Data entries
----
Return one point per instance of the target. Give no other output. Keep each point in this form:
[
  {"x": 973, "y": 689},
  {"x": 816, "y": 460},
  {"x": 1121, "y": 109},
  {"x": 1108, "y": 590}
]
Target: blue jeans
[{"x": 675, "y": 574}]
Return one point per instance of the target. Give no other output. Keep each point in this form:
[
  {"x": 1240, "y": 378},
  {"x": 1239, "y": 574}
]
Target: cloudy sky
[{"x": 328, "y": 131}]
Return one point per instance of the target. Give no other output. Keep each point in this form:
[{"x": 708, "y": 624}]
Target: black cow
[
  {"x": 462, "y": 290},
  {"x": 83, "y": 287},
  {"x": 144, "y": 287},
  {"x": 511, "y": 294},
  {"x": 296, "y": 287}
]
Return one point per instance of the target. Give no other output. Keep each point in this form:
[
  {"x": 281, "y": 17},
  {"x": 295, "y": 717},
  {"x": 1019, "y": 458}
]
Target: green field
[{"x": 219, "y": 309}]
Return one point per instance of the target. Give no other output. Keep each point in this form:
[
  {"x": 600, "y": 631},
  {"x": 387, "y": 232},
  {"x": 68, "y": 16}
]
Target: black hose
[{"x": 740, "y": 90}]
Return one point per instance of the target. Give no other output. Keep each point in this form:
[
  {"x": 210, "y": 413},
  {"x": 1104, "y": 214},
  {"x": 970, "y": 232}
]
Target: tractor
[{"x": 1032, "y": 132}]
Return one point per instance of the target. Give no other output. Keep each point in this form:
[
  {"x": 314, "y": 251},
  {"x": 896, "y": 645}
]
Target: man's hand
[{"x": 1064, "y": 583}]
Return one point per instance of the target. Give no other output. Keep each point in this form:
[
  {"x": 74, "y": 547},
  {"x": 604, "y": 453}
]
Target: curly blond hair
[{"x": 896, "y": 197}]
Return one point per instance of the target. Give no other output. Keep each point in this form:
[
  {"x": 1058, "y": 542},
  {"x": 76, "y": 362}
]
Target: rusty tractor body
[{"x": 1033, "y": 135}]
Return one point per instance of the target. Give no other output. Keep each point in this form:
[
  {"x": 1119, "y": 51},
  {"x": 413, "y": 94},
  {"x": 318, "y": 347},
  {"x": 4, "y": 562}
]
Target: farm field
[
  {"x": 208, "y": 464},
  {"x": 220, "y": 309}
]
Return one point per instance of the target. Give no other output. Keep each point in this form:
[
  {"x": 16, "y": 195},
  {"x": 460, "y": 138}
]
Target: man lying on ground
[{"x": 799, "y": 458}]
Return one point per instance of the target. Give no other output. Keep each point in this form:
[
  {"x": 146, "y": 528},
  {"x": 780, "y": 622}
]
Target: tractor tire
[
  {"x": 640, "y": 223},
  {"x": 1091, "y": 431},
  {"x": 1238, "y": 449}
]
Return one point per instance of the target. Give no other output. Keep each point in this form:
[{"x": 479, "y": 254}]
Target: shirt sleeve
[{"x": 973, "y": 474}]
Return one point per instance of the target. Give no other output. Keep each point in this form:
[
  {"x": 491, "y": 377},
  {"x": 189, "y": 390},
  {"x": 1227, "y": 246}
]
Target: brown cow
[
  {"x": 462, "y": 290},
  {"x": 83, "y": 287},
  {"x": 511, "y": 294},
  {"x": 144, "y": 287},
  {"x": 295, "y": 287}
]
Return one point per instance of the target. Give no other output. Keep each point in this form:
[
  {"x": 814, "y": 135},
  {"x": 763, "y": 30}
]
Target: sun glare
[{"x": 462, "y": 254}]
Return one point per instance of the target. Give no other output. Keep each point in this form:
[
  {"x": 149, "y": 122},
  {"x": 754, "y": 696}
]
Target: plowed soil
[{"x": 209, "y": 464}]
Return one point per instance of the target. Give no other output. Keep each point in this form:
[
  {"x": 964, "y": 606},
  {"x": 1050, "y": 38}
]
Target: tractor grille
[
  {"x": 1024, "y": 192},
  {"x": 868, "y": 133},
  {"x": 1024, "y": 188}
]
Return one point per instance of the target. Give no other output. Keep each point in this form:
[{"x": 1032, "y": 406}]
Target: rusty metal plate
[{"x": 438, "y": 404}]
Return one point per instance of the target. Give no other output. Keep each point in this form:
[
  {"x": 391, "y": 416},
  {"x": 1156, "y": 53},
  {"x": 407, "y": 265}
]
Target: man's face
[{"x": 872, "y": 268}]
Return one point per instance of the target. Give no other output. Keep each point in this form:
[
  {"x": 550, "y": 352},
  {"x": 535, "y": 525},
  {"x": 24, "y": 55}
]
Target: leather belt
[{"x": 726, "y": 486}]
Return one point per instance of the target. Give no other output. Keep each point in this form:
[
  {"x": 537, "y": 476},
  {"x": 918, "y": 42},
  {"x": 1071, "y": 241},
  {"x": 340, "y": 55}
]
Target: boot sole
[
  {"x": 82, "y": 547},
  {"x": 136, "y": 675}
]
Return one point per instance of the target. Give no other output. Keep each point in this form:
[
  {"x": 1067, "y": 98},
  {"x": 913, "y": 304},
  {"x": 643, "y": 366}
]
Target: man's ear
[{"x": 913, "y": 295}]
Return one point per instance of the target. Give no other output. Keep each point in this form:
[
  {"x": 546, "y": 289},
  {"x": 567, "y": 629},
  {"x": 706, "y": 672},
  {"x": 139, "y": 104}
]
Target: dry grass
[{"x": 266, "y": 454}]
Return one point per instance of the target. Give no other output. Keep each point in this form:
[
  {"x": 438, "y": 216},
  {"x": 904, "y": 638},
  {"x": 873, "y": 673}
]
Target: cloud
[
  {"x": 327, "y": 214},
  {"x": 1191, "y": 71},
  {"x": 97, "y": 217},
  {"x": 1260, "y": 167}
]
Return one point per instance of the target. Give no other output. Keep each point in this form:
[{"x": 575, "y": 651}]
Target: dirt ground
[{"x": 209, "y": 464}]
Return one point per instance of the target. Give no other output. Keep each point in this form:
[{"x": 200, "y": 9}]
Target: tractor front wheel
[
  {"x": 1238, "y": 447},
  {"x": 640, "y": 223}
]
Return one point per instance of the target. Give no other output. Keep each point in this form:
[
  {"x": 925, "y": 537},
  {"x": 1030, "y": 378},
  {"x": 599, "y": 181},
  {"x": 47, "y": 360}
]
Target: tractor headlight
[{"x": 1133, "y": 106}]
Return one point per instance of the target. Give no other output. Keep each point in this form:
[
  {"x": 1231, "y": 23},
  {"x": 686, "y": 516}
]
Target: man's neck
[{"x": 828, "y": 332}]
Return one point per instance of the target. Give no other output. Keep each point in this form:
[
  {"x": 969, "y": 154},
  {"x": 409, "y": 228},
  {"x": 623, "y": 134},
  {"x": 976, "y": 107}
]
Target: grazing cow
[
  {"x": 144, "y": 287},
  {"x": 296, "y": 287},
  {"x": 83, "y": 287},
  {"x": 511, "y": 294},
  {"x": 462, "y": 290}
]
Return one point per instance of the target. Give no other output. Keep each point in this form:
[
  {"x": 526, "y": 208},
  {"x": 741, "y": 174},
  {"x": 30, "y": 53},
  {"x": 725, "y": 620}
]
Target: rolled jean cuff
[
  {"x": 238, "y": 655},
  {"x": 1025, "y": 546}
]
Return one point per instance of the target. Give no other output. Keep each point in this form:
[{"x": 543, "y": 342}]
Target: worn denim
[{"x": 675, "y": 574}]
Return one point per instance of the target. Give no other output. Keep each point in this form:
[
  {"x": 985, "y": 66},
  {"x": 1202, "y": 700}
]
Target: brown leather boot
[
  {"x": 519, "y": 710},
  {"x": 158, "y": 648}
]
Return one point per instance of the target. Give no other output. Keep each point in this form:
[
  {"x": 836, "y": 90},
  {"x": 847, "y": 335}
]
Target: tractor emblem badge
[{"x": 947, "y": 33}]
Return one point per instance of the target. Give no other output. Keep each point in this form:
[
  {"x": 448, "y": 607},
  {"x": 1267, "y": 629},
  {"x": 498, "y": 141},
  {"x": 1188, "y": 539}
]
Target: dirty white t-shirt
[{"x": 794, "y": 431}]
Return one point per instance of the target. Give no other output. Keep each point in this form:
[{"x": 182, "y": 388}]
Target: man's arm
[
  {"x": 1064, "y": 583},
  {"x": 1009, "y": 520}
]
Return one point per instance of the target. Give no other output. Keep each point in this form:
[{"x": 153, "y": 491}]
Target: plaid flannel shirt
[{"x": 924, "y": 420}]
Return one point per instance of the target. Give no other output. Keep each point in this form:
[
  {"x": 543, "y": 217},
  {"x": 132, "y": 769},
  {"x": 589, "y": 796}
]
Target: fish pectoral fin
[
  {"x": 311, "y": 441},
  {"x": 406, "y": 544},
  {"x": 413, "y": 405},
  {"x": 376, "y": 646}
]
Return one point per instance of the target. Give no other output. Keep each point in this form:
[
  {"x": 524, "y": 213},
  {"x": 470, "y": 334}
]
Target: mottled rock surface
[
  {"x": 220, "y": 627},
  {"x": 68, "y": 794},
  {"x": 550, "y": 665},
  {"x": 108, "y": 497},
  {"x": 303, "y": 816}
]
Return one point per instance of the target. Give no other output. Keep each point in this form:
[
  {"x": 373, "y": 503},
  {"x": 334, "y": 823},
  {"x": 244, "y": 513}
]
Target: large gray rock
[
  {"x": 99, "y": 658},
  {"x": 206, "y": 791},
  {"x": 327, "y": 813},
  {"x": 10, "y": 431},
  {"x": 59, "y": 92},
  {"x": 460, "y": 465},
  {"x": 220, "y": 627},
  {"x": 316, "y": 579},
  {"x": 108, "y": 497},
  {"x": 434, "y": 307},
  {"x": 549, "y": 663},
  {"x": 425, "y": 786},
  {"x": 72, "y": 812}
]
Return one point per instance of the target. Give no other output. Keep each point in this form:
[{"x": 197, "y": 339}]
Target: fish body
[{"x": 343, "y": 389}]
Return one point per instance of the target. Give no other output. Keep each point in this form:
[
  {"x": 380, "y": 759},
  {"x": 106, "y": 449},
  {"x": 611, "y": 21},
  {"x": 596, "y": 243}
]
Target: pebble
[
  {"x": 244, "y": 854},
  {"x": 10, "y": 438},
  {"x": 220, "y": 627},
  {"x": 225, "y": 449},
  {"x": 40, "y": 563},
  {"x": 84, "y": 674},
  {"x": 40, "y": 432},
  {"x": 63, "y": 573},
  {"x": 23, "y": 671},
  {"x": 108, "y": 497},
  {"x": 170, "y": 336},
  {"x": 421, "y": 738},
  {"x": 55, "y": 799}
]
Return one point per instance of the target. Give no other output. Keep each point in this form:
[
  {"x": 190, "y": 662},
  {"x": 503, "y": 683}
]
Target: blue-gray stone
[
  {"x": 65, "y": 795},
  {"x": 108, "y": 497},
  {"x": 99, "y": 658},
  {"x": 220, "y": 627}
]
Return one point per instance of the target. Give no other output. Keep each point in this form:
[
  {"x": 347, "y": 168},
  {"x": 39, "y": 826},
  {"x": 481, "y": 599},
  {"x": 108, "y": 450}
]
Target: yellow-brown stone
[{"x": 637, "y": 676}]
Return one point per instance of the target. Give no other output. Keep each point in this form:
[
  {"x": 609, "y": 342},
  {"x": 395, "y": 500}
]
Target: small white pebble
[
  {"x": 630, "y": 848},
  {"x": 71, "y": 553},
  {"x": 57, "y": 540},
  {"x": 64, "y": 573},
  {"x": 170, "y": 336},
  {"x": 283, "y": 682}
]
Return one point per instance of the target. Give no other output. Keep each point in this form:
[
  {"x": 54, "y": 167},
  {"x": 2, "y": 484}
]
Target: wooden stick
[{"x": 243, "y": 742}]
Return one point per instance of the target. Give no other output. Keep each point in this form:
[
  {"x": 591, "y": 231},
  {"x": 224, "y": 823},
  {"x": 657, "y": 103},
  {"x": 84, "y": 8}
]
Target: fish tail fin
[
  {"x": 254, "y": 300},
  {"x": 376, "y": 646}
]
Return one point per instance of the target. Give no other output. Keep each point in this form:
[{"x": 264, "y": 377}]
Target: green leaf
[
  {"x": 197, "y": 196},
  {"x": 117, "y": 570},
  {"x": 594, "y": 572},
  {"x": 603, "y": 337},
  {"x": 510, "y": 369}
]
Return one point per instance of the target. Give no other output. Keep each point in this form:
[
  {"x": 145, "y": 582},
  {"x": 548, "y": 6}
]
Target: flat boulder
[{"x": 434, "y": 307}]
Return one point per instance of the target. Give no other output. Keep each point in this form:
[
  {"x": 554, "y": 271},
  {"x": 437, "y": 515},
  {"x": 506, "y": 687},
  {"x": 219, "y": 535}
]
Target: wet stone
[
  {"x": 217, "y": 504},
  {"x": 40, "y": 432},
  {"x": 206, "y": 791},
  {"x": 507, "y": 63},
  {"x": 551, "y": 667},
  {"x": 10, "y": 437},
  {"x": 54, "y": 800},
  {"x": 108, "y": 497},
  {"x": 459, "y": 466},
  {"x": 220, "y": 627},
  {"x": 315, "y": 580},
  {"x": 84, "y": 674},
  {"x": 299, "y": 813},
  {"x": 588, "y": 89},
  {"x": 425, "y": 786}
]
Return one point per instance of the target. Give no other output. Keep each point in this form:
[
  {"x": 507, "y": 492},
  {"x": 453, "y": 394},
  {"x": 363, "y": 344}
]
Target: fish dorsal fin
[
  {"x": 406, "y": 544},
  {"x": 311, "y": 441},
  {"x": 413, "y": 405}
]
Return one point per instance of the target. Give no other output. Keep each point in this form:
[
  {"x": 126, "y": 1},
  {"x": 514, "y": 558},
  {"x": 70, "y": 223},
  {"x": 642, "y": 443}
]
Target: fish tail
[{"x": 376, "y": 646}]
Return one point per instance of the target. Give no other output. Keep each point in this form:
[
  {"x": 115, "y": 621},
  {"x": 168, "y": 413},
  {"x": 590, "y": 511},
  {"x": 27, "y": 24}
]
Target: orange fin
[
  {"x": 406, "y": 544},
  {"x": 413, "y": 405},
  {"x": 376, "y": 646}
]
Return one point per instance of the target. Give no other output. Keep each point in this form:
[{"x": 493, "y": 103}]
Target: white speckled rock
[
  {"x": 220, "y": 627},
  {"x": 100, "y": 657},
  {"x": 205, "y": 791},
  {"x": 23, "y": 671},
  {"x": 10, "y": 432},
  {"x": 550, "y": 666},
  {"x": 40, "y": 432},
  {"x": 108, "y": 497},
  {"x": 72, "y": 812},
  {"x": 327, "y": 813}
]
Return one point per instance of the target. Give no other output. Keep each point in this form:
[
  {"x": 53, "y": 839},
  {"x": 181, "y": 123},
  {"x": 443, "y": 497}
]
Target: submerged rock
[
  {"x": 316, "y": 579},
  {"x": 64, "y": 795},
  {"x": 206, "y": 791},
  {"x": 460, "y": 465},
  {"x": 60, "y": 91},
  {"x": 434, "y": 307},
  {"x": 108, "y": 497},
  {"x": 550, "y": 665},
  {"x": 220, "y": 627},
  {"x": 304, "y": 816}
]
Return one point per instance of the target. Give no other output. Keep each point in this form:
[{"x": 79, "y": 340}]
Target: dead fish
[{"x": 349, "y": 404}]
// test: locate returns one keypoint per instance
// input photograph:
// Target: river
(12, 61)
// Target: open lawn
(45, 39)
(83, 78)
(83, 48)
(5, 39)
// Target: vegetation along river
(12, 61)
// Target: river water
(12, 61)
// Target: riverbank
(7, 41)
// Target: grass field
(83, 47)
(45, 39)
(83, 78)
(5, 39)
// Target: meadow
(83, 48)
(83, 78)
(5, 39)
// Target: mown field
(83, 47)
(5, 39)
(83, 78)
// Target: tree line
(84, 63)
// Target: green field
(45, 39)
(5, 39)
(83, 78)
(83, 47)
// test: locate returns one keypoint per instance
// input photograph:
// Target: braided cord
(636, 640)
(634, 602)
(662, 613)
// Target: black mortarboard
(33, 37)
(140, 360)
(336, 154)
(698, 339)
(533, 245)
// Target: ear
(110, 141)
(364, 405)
----
[Stated exercise]: Everything from the line with "Target: open lawn" through the last line of the material above should be echoed exactly, and nothing else.

[Correct output]:
// Target: open lawn
(45, 39)
(83, 78)
(83, 48)
(5, 39)
// Target: vegetation along river
(12, 61)
// Target: river water
(12, 61)
// Target: riverbank
(7, 41)
// Target: grass field
(83, 47)
(45, 39)
(83, 78)
(5, 39)
// Target: meadow
(83, 48)
(83, 78)
(5, 39)
// Target: mown field
(83, 47)
(5, 39)
(83, 78)
// Target: tree line
(84, 63)
// Target: green field
(45, 39)
(5, 39)
(83, 78)
(83, 47)
// test: locate returns one keypoint per instance
// input photograph:
// Target: braided cord
(636, 640)
(634, 602)
(662, 613)
// Target: black mortarboard
(33, 37)
(140, 360)
(336, 154)
(698, 339)
(533, 245)
// Target: ear
(110, 141)
(364, 405)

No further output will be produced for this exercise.